SUPPLIED DATA:
------

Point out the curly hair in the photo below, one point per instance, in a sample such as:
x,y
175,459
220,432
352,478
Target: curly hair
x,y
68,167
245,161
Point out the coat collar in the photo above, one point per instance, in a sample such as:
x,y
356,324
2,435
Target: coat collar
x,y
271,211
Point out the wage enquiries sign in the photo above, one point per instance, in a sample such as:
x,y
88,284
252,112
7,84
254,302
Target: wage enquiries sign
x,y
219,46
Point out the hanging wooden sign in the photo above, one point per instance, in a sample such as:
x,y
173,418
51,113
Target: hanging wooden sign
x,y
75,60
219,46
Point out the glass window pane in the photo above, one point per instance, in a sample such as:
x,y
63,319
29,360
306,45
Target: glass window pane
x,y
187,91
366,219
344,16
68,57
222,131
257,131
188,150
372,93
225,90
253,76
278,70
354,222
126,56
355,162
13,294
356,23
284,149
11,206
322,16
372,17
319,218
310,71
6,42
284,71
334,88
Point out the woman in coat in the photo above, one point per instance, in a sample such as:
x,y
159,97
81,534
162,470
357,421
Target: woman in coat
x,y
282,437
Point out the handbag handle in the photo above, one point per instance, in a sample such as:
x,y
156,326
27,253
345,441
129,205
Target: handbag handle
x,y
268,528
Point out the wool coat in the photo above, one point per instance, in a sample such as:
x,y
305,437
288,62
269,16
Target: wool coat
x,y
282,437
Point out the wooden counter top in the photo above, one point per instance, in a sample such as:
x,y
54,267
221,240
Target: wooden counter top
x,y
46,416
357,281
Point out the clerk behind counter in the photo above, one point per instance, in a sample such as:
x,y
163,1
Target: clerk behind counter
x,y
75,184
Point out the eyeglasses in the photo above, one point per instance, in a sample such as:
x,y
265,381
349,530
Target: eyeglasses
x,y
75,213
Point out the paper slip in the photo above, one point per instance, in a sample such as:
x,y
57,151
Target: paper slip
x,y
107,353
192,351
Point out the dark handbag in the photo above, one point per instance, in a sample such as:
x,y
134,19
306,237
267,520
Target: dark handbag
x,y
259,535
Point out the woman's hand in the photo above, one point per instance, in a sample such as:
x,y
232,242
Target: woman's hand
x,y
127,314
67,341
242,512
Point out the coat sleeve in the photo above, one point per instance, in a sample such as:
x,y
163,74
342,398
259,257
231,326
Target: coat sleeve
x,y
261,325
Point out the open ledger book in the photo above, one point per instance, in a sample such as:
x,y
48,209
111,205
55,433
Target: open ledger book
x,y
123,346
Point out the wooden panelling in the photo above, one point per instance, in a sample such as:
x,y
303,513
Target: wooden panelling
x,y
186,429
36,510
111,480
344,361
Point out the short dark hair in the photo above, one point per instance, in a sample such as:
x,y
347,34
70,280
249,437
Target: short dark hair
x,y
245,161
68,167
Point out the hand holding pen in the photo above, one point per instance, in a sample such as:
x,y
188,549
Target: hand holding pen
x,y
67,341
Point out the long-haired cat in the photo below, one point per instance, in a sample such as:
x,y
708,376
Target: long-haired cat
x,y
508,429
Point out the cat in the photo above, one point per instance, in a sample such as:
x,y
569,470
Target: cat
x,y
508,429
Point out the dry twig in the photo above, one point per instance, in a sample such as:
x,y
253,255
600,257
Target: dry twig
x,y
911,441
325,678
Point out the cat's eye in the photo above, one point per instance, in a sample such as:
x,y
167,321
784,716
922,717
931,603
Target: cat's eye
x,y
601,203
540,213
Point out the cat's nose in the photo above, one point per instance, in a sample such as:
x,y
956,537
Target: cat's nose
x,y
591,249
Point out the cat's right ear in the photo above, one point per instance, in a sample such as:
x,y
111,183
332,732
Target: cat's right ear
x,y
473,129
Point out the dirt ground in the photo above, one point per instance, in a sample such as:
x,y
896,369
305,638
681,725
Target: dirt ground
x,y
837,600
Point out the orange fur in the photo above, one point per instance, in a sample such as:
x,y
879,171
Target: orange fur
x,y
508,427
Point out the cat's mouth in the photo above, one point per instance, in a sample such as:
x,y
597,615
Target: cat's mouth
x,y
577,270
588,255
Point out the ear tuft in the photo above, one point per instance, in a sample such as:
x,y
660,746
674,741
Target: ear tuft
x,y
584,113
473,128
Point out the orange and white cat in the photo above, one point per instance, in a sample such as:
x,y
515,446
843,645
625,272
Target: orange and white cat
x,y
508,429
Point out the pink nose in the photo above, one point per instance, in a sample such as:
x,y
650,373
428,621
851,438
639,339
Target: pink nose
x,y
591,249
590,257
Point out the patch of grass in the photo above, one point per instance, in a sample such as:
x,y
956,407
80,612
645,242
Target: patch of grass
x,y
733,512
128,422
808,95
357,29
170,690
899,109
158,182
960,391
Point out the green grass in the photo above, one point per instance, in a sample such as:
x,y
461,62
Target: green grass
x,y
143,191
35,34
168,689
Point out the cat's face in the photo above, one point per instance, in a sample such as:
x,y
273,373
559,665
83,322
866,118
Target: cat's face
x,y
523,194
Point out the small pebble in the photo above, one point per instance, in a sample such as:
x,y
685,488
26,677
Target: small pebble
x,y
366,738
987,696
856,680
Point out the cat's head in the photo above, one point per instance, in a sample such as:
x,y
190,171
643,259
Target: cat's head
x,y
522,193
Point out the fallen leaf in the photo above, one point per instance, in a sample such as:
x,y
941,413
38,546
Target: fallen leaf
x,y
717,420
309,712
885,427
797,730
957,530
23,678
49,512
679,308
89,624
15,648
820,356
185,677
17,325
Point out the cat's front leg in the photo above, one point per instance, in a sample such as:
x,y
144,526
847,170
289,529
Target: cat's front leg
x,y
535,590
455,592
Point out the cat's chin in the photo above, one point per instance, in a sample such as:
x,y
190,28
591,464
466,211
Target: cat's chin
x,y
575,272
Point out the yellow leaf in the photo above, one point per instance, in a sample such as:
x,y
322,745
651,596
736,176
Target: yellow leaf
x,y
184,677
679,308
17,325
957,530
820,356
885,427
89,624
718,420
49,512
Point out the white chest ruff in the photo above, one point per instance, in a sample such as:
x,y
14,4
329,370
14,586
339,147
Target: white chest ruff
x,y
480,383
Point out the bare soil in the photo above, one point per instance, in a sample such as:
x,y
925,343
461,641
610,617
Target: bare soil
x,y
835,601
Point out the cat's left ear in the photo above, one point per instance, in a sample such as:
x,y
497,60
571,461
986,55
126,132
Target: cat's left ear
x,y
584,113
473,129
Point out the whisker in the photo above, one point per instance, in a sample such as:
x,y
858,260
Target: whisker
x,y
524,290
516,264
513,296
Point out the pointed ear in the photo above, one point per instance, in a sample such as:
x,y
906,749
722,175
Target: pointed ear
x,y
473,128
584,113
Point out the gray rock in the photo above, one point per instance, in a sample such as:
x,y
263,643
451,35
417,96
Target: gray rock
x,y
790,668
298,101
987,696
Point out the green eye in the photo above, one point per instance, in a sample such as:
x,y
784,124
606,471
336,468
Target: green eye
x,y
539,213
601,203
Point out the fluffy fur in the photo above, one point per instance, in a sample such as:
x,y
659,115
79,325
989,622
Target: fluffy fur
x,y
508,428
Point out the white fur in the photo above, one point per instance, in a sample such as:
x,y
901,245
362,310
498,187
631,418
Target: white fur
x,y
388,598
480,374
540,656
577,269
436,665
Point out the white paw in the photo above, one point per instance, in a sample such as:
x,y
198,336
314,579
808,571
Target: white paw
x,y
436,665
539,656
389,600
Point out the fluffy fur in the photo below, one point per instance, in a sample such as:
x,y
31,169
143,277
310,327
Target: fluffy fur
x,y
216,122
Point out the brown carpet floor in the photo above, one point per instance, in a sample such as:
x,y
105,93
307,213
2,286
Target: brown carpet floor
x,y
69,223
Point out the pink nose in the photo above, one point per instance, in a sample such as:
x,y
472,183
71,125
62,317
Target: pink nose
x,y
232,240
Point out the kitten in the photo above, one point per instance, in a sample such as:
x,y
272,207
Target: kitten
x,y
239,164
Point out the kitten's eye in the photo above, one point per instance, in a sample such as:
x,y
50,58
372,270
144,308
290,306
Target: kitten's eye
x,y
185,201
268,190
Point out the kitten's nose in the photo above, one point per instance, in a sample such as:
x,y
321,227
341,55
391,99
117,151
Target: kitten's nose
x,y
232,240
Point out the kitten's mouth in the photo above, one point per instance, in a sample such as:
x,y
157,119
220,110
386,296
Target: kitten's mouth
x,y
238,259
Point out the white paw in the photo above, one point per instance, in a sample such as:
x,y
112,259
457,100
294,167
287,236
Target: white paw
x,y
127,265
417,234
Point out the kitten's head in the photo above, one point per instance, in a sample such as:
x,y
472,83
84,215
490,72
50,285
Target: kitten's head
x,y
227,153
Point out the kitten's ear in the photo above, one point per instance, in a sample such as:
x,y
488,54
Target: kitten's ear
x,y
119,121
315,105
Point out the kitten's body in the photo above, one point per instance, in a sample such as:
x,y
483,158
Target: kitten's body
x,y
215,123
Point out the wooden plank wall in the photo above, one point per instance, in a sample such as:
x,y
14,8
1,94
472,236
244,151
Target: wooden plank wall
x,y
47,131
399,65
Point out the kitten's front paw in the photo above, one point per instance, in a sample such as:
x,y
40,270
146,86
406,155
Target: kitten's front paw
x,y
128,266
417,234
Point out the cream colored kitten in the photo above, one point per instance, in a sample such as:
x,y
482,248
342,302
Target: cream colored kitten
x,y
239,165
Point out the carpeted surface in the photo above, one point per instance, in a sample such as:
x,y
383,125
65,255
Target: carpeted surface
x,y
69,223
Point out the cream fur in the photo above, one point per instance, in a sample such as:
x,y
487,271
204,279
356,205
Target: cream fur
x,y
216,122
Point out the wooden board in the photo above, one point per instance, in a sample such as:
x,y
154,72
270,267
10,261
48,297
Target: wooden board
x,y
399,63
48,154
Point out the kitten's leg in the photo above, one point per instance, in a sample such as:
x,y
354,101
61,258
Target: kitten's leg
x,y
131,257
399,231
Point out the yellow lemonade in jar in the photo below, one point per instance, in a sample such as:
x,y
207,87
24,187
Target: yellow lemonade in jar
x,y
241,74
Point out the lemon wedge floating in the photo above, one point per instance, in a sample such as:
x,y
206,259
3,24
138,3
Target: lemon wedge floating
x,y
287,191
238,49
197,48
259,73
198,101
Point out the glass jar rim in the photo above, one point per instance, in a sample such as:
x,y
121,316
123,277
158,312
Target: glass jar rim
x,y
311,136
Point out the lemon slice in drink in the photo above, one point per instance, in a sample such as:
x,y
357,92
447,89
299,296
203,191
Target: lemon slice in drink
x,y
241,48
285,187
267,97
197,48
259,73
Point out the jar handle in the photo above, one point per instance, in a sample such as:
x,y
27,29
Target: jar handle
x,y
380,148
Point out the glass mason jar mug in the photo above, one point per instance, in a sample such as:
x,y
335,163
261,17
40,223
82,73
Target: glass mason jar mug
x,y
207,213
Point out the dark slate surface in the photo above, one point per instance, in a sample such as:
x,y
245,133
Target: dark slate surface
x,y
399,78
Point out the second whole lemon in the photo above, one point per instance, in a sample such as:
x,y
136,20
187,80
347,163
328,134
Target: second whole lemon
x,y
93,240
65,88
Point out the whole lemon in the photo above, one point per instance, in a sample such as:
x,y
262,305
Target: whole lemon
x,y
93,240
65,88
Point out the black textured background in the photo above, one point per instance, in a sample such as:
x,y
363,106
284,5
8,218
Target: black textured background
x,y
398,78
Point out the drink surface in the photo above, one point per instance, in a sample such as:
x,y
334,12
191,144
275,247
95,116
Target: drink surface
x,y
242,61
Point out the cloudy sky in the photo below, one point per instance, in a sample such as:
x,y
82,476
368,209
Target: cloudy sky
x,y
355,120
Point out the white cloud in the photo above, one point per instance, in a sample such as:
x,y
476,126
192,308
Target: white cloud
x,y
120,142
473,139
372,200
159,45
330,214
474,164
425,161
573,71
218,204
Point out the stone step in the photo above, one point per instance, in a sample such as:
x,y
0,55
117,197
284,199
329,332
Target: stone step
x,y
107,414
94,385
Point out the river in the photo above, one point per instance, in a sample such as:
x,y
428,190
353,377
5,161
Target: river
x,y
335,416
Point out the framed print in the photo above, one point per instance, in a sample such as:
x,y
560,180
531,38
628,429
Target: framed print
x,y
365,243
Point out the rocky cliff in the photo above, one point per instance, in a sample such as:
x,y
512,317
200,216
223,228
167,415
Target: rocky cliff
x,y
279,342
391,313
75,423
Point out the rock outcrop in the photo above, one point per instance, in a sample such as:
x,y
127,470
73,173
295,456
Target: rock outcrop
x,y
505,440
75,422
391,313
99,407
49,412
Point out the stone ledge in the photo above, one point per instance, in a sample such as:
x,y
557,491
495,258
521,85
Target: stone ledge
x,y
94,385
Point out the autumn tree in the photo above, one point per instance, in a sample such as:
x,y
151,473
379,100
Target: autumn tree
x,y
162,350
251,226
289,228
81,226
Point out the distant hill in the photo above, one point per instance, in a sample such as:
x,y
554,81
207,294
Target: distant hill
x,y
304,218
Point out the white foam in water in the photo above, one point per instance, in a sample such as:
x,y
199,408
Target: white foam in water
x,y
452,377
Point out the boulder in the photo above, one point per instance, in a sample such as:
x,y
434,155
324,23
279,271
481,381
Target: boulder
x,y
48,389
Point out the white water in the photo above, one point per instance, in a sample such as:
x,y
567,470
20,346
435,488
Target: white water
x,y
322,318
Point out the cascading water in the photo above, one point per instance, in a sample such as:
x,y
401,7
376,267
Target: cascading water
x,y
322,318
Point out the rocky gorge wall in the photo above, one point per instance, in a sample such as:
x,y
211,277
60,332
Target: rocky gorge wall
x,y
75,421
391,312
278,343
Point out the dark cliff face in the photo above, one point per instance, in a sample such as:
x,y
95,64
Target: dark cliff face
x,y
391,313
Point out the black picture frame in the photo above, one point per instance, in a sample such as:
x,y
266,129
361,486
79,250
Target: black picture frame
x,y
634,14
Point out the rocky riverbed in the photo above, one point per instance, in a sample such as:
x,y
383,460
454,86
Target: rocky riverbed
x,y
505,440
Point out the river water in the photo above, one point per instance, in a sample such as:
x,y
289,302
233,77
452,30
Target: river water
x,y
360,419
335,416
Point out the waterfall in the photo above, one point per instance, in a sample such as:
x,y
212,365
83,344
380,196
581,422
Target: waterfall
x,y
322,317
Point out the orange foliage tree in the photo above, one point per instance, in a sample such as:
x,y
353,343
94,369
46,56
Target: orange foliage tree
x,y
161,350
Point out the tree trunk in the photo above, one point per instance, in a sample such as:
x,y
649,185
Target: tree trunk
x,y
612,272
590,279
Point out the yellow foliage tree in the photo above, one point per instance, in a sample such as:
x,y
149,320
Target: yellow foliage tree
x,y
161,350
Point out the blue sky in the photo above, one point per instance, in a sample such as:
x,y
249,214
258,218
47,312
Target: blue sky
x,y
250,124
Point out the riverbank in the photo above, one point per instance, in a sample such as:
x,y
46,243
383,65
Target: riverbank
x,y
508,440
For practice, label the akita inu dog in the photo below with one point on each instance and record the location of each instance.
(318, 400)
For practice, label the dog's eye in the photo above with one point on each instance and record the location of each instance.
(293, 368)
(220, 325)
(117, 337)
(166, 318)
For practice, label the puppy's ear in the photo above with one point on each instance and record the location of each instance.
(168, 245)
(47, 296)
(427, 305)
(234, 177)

------

From the line holding "Point out the blue" through the last line above, reproduce each line exactly and add nothing.

TASK OUTPUT:
Point out the blue sky in the photo above, one point per instance, in a sample such as:
x,y
249,214
258,218
47,312
Target: blue sky
x,y
250,124
Point out the riverbank in the photo above, one point per instance, in a sample such as:
x,y
46,243
383,65
Target: riverbank
x,y
508,440
For practice, label the akita inu dog in the photo below with one point on each instance and record the location of each instance.
(318, 400)
For practice, label the dog's eye in the photo above with one point on each instance and record the location of each instance.
(293, 368)
(220, 325)
(117, 337)
(166, 318)
For practice, label the puppy's ear in the photo above with one point on each instance and record the location of each instance.
(168, 245)
(47, 296)
(427, 305)
(234, 177)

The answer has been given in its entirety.